## TASK STATEMENT
Rewrite everything from the line containing "Shelf-audit tagging: for every instance of the wing" down to the line containing "x=636, y=471", both included and with the requests kept as they are. Rescale every coordinate in the answers by multiplying it by 0.7 and rounding to a whole number, with halves rounded up.

Excerpts from pointing data
● ● ● ● ● ● ●
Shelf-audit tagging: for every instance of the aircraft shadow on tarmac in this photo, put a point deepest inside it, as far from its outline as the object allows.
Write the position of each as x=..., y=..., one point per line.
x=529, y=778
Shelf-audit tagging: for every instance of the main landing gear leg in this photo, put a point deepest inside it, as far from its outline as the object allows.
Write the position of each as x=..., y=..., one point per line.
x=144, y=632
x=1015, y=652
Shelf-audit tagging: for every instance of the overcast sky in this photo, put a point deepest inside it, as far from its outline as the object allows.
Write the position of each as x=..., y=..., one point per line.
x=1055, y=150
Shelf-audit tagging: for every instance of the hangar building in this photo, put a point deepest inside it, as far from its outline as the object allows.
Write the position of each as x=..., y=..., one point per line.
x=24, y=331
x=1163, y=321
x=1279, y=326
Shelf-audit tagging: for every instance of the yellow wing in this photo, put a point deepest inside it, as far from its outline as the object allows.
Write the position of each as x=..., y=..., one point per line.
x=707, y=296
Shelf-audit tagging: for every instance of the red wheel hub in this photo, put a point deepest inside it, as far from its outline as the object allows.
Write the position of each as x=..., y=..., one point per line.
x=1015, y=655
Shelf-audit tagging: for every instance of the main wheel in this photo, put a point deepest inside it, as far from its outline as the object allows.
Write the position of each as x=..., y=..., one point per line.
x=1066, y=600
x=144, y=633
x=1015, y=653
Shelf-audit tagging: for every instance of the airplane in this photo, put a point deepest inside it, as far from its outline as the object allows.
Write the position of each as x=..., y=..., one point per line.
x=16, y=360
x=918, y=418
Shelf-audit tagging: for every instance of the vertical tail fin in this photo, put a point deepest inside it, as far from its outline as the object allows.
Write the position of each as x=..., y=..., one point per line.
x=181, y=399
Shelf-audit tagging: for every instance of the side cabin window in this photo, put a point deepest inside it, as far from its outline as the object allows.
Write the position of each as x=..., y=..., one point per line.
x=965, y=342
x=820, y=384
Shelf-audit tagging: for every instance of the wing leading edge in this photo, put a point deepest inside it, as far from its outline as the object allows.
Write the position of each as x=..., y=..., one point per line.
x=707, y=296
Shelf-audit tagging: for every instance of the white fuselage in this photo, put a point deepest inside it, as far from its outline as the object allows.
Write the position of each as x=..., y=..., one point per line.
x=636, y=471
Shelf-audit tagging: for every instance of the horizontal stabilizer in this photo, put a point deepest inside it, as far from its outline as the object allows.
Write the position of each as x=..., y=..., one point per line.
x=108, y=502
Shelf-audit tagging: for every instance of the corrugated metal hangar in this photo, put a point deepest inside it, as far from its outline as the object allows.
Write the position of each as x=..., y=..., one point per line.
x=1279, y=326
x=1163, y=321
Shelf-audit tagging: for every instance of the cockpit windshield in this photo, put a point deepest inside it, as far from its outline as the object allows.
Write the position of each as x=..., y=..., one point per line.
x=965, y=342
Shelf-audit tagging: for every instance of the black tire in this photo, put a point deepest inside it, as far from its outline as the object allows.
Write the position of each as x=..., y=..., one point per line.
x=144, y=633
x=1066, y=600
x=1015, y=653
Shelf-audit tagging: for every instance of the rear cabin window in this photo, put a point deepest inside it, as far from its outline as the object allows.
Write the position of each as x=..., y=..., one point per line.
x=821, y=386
● ● ● ● ● ● ●
## SOLUTION TO THIS TASK
Shelf-audit tagging: for every instance of the wing leading edge in this photo, put a point deepest inside it, as far from its outline as the object allows.
Write the position of each as x=..., y=..., one point per line.
x=495, y=207
Shelf-audit tagging: for every instance of the white fuselage in this photo, put a point deepest inside it, as far from its outline as the object allows.
Write the position of each as x=..., y=..., one point per line.
x=445, y=330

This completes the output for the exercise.